_Questions:_
- a) Répondez brièvement aux questions suivantes sur l'article consacré au lithium et à la maladie d'Alzheimer :
(i) Dans quelle revue les résultats ont-ils été publiés ?
(ii) Quelle technologie a servi à analyser les tissus cérébraux post-mortem ?
(iii) Quel composé l'équipe a-t-elle testé sur des souris ?
- b) Restituez sans aucune modification le passage de l'article sur le lithium et la maladie d'Alzheimer qui commence aux mots « - Des chercheurs » et s'arrête après les mots « la maladie d’Alzheimer. ».

- Des chercheurs ont découvert qu’un déficit naturel en lithium dans le cerveau pourrait être l’un des premiers déclencheurs de la maladie d’Alzheimer.
- Chez la souris, ce manque favorise les lésions cérébrales et la perte de mémoire, mais un composé, le lithium orotate, permettrait de restaurer les fonctions cognitives.
- Cette avancée ouvre la voie à une nouvelle stratégie de prévention et de traitement, à confirmer chez l’humain.
Et si la maladie d'Alzheimer débutait bien avant les premiers trous de mémoire ? Et si un élément aussi discret que le lithium, naturellement présent dans notre cerveau, jouait un rôle crucial dans la prévention de la dégénérescence cognitive ? Une étude révolutionnaire menée par l'équipe du professeur Bruce Yankner, à la Harvard Medical School, vient de révéler un lien inédit entre déficit en lithium et développement d’Alzheimer.
Un nutriment du cerveau méconnu mais essentiel
D’après les résultats publiés dans la revue Nature, le lithium n’est pas qu’un médicament pour les troubles bipolaires : c’est aussi un oligo-élément naturellement présent dans le cerveau, indispensable au bon fonctionnement des cellules nerveuses. "C'est la première fois que l'on montre que le lithium existe à un niveau naturel biologiquement significatif, sans qu'on l'administre comme un médicament", souligne Bruce Yankner dans un communiqué.
Les chercheurs ont analysé des tissus cérébraux post-mortem issus de donneurs à différents stades cognitifs grâce à une technologie avancée de spectrométrie de masse. Résultat : les niveaux de lithium étaient élevés chez les personnes saines, mais fortement diminués chez celles atteintes de troubles liés à l’Alzheimer. Ce déficit apparaît donc très tôt dans le processus de la maladie, bien avant que les lésions ne deviennent irréversibles.
"Du jamais vu en 30 ans de recherche"
Chez la souris, la privation de lithium entraîne des effets spectaculaires : inflammation, perte de connexions neuronales, déclin cognitif et apparition de plaques amyloïdes, ces agrégats de protéines caractéristiques de la maladie. Le lithium semble également réguler l’activité de plusieurs gènes associés au risque d’Alzheimer, notamment le célèbre gène APOE. "Le plus impressionnant, c'est l'effet généralisé du lithium sur toutes les manifestations de l'Alzheimer, affirme Yankner. Je n'ai jamais vu ça en trente ans de recherche."
Mais l’étude ne s’arrête pas à la constatation. L’équipe a testé un nouveau composé, le lithium orotate, capable d'éviter les pièges des plaques amyloïdes. Administré à des souris même âgées, ce traitement a permis de réparer les dégâts neuronaux, de restaurer la mémoire et de stopper la progression de la maladie. Mieux encore : chez des animaux traités dès le début de leur vie adulte, la maladie ne s’est tout simplement pas développée.
Vers une nouvelle approche thérapeutique
Bien que ces résultats doivent être confirmés chez l’humain, ils ouvrent la voie à une approche thérapeutique inédite. Un simple dosage sanguin du lithium pourrait, un jour, permettre de dépister précocement les personnes à risque. "Mon espoir, c’est que le lithium fasse bien plus que ralentir la maladie : qu’il en inverse le cours et améliore la vie des patients", conclut Yankner.

_Données fournies:_

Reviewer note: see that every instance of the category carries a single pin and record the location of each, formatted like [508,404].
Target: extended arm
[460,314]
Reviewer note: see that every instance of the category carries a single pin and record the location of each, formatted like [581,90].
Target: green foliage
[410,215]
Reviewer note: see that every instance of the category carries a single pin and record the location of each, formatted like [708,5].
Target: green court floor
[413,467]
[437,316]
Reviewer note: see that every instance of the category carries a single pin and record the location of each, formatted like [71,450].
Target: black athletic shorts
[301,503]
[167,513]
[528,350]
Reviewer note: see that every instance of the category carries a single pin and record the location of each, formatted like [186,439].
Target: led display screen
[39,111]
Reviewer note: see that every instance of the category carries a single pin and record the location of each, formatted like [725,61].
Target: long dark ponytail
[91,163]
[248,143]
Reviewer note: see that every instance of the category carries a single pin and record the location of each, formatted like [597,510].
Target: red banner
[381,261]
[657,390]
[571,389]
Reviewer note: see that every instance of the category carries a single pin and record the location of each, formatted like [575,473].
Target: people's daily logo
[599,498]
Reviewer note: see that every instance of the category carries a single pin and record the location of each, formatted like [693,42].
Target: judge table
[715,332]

* * *

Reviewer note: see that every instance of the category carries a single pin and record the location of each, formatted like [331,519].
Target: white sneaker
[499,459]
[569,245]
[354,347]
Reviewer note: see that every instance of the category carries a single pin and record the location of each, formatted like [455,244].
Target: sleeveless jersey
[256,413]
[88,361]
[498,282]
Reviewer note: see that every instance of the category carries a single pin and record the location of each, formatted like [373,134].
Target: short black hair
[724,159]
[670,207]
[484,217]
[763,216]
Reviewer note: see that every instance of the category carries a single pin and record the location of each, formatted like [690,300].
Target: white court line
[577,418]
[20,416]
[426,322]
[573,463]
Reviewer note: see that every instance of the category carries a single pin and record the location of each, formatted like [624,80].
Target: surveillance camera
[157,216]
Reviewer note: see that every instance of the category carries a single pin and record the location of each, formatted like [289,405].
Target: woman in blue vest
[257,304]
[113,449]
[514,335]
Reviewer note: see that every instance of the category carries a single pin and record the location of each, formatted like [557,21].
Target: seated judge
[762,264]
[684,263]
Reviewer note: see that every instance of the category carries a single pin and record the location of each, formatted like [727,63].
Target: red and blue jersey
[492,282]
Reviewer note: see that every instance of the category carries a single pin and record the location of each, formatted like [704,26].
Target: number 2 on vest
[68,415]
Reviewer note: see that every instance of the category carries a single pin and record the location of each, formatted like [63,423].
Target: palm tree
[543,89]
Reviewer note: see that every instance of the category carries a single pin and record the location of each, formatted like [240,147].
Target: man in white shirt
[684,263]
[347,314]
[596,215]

...

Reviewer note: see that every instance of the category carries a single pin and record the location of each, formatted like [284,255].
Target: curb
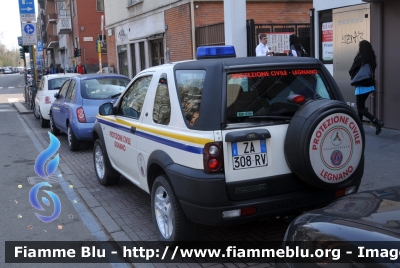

_Réponses dans l'ordre:_
- a)
(i) Dans la revue Nature.
(ii) La spectrométrie de masse.
(iii) Le lithium orotate.

- b)
- Des chercheurs ont découvert qu’un déficit naturel en lithium dans le cerveau pourrait être l’un des premiers déclencheurs de la maladie d’Alzheimer.